**Point localization data:**

- - - -

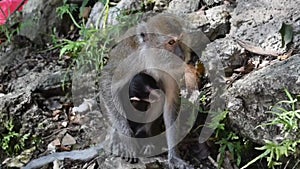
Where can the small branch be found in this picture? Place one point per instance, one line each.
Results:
(84, 155)
(256, 49)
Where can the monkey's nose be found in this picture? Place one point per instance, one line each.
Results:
(155, 95)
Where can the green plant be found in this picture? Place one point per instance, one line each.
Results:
(227, 140)
(93, 47)
(286, 114)
(12, 142)
(7, 32)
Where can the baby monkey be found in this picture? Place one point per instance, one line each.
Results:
(142, 72)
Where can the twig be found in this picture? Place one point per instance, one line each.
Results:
(256, 49)
(86, 154)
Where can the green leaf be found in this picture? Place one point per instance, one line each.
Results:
(286, 32)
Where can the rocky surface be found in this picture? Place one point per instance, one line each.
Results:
(36, 88)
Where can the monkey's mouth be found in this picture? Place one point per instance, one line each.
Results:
(154, 96)
(143, 104)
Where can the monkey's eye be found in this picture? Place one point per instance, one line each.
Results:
(172, 42)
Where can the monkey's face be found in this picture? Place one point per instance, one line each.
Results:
(142, 91)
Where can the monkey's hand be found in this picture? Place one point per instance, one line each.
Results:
(147, 149)
(176, 162)
(124, 146)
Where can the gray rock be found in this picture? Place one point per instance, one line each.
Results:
(183, 6)
(214, 22)
(250, 98)
(259, 21)
(98, 12)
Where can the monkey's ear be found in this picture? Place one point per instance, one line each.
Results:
(142, 34)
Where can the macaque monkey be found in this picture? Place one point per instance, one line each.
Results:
(136, 80)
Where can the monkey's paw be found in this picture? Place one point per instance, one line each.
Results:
(124, 147)
(177, 163)
(147, 150)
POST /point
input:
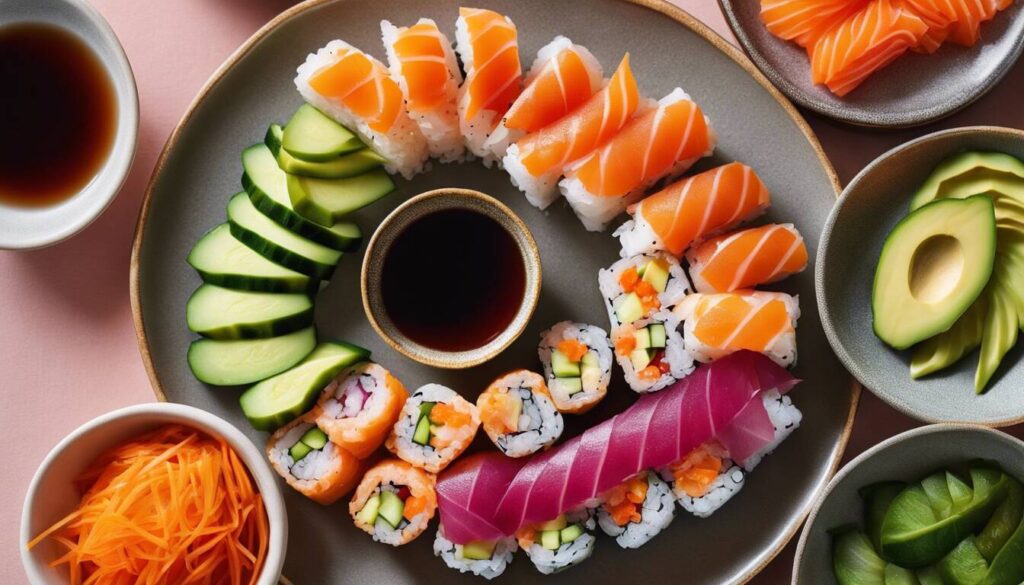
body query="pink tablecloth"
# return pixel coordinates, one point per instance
(68, 347)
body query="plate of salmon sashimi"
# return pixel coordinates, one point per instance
(881, 63)
(662, 405)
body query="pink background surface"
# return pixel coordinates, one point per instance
(68, 349)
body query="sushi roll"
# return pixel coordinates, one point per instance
(394, 502)
(577, 361)
(358, 408)
(562, 77)
(421, 58)
(695, 207)
(487, 559)
(536, 162)
(716, 325)
(301, 453)
(651, 352)
(748, 258)
(356, 91)
(435, 426)
(658, 143)
(638, 287)
(487, 44)
(637, 510)
(560, 543)
(518, 415)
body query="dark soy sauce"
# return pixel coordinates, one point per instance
(453, 280)
(58, 113)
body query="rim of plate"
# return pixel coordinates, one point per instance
(903, 119)
(683, 18)
(838, 346)
(858, 460)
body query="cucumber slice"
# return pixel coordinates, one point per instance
(267, 187)
(275, 243)
(562, 367)
(225, 314)
(279, 400)
(310, 135)
(391, 508)
(229, 363)
(326, 201)
(344, 166)
(223, 260)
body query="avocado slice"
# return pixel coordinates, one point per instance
(934, 263)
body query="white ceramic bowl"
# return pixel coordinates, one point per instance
(52, 496)
(35, 227)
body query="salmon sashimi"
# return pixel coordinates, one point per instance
(694, 207)
(562, 78)
(421, 59)
(487, 43)
(716, 325)
(747, 258)
(357, 91)
(804, 22)
(536, 162)
(872, 38)
(658, 143)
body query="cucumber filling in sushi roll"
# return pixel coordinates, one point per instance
(517, 414)
(577, 361)
(560, 543)
(483, 558)
(637, 510)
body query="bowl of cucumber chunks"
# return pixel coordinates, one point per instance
(284, 235)
(937, 505)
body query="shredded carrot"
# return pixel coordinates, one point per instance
(172, 506)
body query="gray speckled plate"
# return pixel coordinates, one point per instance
(906, 457)
(200, 169)
(871, 204)
(913, 90)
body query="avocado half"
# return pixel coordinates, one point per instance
(934, 263)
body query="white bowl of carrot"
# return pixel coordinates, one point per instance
(151, 494)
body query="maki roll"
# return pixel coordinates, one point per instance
(435, 426)
(301, 453)
(517, 414)
(577, 361)
(487, 559)
(394, 502)
(358, 408)
(637, 510)
(560, 543)
(651, 352)
(640, 286)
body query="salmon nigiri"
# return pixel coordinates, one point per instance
(660, 142)
(421, 58)
(747, 258)
(562, 77)
(536, 162)
(716, 325)
(488, 45)
(692, 208)
(356, 90)
(872, 38)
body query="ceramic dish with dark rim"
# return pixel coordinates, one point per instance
(852, 240)
(905, 457)
(753, 121)
(914, 89)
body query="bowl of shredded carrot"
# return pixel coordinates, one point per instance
(155, 494)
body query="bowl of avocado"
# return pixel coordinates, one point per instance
(921, 277)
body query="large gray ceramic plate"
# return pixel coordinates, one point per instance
(870, 206)
(913, 90)
(906, 457)
(200, 170)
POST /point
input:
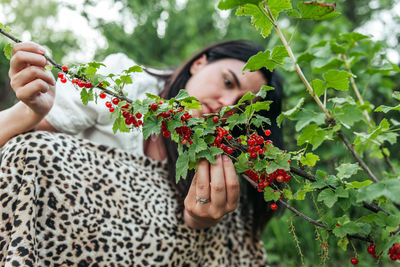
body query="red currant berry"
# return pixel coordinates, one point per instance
(115, 101)
(354, 261)
(154, 107)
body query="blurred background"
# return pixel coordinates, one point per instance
(163, 33)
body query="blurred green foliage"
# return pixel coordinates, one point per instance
(197, 23)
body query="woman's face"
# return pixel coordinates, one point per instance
(220, 83)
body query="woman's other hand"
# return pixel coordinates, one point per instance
(32, 83)
(213, 193)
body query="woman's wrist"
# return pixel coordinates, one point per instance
(198, 222)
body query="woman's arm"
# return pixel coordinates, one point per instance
(33, 86)
(218, 184)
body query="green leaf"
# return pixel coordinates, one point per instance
(317, 11)
(289, 113)
(338, 80)
(263, 91)
(357, 184)
(182, 164)
(8, 51)
(258, 120)
(258, 19)
(387, 188)
(333, 64)
(230, 4)
(306, 57)
(318, 87)
(313, 135)
(347, 170)
(345, 229)
(151, 125)
(310, 159)
(306, 116)
(328, 197)
(277, 6)
(386, 109)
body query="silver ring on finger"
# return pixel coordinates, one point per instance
(202, 200)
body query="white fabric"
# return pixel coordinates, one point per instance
(93, 121)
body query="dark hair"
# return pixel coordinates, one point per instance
(241, 50)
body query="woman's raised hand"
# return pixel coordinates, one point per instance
(32, 83)
(213, 193)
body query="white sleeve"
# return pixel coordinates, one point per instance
(68, 114)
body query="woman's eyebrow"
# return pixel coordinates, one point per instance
(235, 77)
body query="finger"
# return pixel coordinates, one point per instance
(190, 199)
(31, 90)
(218, 190)
(29, 47)
(30, 74)
(231, 183)
(203, 180)
(22, 59)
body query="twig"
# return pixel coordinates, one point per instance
(58, 66)
(366, 115)
(357, 157)
(372, 207)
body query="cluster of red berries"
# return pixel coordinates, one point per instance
(394, 252)
(354, 261)
(221, 134)
(257, 144)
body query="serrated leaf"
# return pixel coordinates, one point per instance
(346, 229)
(305, 57)
(270, 194)
(357, 184)
(388, 188)
(230, 4)
(386, 109)
(328, 197)
(310, 159)
(318, 87)
(313, 135)
(338, 80)
(258, 19)
(289, 113)
(8, 51)
(333, 64)
(151, 125)
(317, 11)
(347, 170)
(277, 6)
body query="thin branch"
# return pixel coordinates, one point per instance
(366, 115)
(357, 157)
(372, 207)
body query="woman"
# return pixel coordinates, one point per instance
(73, 201)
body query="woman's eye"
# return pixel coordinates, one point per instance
(228, 82)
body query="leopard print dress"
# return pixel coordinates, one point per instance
(66, 201)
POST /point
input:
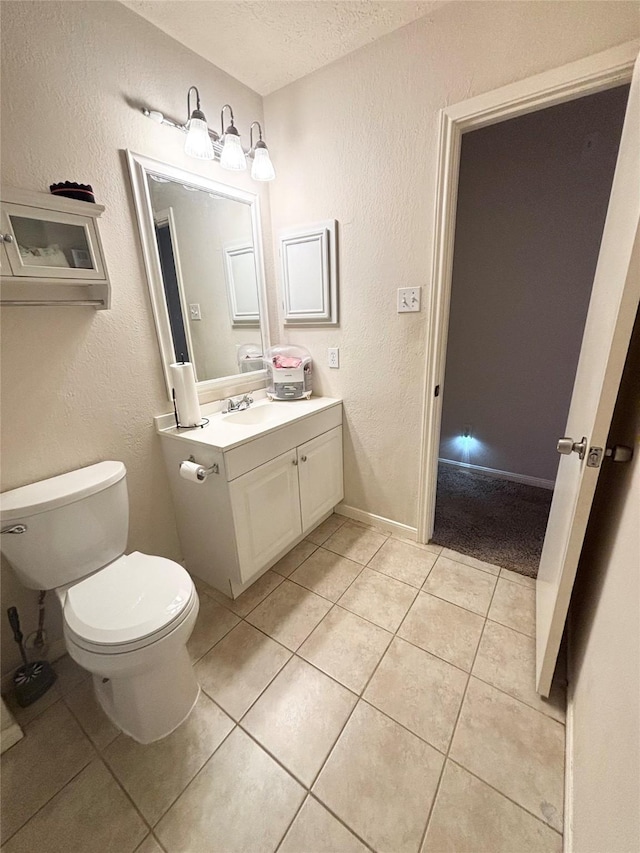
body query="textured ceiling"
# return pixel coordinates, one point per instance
(270, 43)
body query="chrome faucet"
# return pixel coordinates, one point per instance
(231, 405)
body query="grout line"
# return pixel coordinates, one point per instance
(454, 729)
(298, 810)
(506, 796)
(157, 840)
(516, 698)
(340, 820)
(197, 773)
(107, 766)
(522, 633)
(52, 797)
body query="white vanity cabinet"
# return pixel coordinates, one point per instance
(50, 251)
(276, 502)
(263, 495)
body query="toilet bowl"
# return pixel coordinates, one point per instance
(126, 618)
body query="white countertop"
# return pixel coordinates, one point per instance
(224, 431)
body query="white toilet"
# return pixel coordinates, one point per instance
(127, 619)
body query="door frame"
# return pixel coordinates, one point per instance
(586, 76)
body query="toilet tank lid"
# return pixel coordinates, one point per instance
(59, 491)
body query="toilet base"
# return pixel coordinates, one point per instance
(150, 705)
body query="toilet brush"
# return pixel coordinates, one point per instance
(31, 680)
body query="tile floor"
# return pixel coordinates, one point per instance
(367, 693)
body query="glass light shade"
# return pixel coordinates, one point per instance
(232, 156)
(198, 143)
(262, 168)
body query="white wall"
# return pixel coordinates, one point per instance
(532, 201)
(79, 385)
(604, 670)
(357, 142)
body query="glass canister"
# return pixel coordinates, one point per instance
(289, 372)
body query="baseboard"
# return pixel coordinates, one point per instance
(377, 521)
(12, 734)
(502, 475)
(56, 650)
(567, 835)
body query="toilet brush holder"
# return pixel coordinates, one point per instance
(32, 679)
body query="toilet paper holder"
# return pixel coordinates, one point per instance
(212, 469)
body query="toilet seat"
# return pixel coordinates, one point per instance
(133, 602)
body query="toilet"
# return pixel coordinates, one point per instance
(127, 617)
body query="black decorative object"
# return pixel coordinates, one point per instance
(69, 189)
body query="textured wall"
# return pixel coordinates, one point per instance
(359, 142)
(604, 669)
(532, 201)
(79, 385)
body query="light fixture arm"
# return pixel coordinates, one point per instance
(193, 89)
(217, 139)
(232, 127)
(259, 126)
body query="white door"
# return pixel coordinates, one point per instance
(320, 473)
(612, 310)
(266, 512)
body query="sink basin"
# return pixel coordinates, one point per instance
(259, 415)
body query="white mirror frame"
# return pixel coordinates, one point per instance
(139, 165)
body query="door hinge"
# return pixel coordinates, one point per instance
(594, 457)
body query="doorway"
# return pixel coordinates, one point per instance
(606, 70)
(532, 199)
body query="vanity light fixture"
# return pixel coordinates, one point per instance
(205, 144)
(198, 142)
(262, 168)
(232, 157)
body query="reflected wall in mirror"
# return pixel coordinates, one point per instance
(203, 254)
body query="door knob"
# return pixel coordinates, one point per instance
(567, 445)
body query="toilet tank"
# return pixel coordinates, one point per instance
(75, 523)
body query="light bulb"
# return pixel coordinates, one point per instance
(232, 156)
(262, 168)
(198, 142)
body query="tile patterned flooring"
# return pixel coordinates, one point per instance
(366, 694)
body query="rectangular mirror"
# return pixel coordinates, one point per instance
(203, 255)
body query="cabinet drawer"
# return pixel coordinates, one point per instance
(242, 459)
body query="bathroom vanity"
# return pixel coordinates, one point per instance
(274, 472)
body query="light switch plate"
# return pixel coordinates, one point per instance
(409, 299)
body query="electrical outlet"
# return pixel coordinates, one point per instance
(409, 299)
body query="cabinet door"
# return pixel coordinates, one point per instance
(320, 472)
(266, 512)
(51, 244)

- - - -

**Directions:** Would you copy out every line in the records that includes the string "frame"?

**Solution to the problem:**
body query="door frame"
body query="white mirror frame"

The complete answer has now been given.